Please reproduce all of the data below word for word, with no changes.

━━━ Records for processing ━━━

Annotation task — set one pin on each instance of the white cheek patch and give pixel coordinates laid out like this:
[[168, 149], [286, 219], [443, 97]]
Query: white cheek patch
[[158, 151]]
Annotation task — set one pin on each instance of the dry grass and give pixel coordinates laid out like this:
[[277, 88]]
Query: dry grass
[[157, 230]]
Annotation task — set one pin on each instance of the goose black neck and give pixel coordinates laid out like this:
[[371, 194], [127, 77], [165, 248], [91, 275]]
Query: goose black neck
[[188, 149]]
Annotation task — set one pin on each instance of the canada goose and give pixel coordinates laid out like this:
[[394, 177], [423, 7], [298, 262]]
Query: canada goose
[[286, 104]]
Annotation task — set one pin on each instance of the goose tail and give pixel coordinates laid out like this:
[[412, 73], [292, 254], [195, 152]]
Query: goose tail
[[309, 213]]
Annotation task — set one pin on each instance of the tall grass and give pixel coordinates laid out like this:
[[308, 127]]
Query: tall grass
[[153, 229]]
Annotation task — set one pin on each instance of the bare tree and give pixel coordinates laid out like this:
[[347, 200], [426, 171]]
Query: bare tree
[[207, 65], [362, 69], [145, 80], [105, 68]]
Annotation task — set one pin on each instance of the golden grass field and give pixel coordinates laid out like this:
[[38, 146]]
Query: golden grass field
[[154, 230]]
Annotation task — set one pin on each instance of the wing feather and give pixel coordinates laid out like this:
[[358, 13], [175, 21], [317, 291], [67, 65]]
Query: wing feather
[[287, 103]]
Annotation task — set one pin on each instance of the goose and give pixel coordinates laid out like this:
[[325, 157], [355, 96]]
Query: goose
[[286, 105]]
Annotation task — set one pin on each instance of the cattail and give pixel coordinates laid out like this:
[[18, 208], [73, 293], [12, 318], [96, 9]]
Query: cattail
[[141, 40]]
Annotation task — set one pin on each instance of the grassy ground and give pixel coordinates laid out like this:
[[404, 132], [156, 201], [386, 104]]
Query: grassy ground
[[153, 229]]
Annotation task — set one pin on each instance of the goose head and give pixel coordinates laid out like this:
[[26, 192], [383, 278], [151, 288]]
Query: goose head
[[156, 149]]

━━━

Final result
Annotation task — set one pin on each instance of the white cheek patch and give pixel coordinates laid out like this:
[[168, 149], [286, 219], [443, 97]]
Query: white cheek patch
[[158, 151]]
Annotation task — set one pin on each instance of the dry grass and give pixel coordinates laid out like this:
[[277, 88]]
Query: dry grass
[[157, 230]]
Annotation task — set one pin on each instance of the goose black neck and give pixel coordinates laid out like this:
[[371, 194], [127, 77], [165, 248], [91, 275]]
Query: goose black neck
[[188, 149]]
Annotation task — set one pin on each instance of the canada goose and give pixel coordinates laid out like this:
[[394, 177], [423, 7], [298, 262]]
Query: canada goose
[[286, 104]]
Annotation task — set one pin on each instance of the goose tail and give pixel coordinates laid out like this:
[[412, 73], [292, 254], [195, 152]]
Query: goose tail
[[309, 213]]
Annotation task — set one pin on each instance of the tall grass and give pixel coordinates laid out like this:
[[308, 127]]
Query: tall grass
[[153, 229]]
Annotation task — set one pin on each instance of the bare tree and give pixel coordinates laid out like this:
[[347, 200], [426, 171]]
Query: bare tree
[[207, 65], [362, 69], [145, 80], [105, 68]]
Annotation task — set one pin on each instance of the golden grass field and give pixel coordinates laid out like this:
[[38, 146]]
Query: golden grass field
[[154, 230]]
Annotation task — set one pin on each instance of the wing feather and give pixel coordinates laid out like this:
[[358, 13], [175, 21], [317, 291], [67, 65]]
Query: wing feather
[[287, 103]]
Annotation task — set one pin on each instance of the goose and give pixel coordinates laid out like this:
[[325, 157], [355, 96]]
Query: goose
[[286, 105]]
Annotation task — set one pin on each instance of the cattail and give pixel coordinates laid out like this:
[[18, 208], [73, 293], [12, 318], [96, 9]]
Query: cattail
[[141, 40]]
Annotation task — set one pin on each instance of the grassy ground and give pixel coordinates laid out like this:
[[404, 132], [156, 201], [386, 104]]
Query: grassy ground
[[153, 229]]
Annotation task — set one pin on each instance of the goose head and give pixel coordinates laid out like this:
[[26, 192], [383, 278], [151, 288]]
Query: goose head
[[156, 149]]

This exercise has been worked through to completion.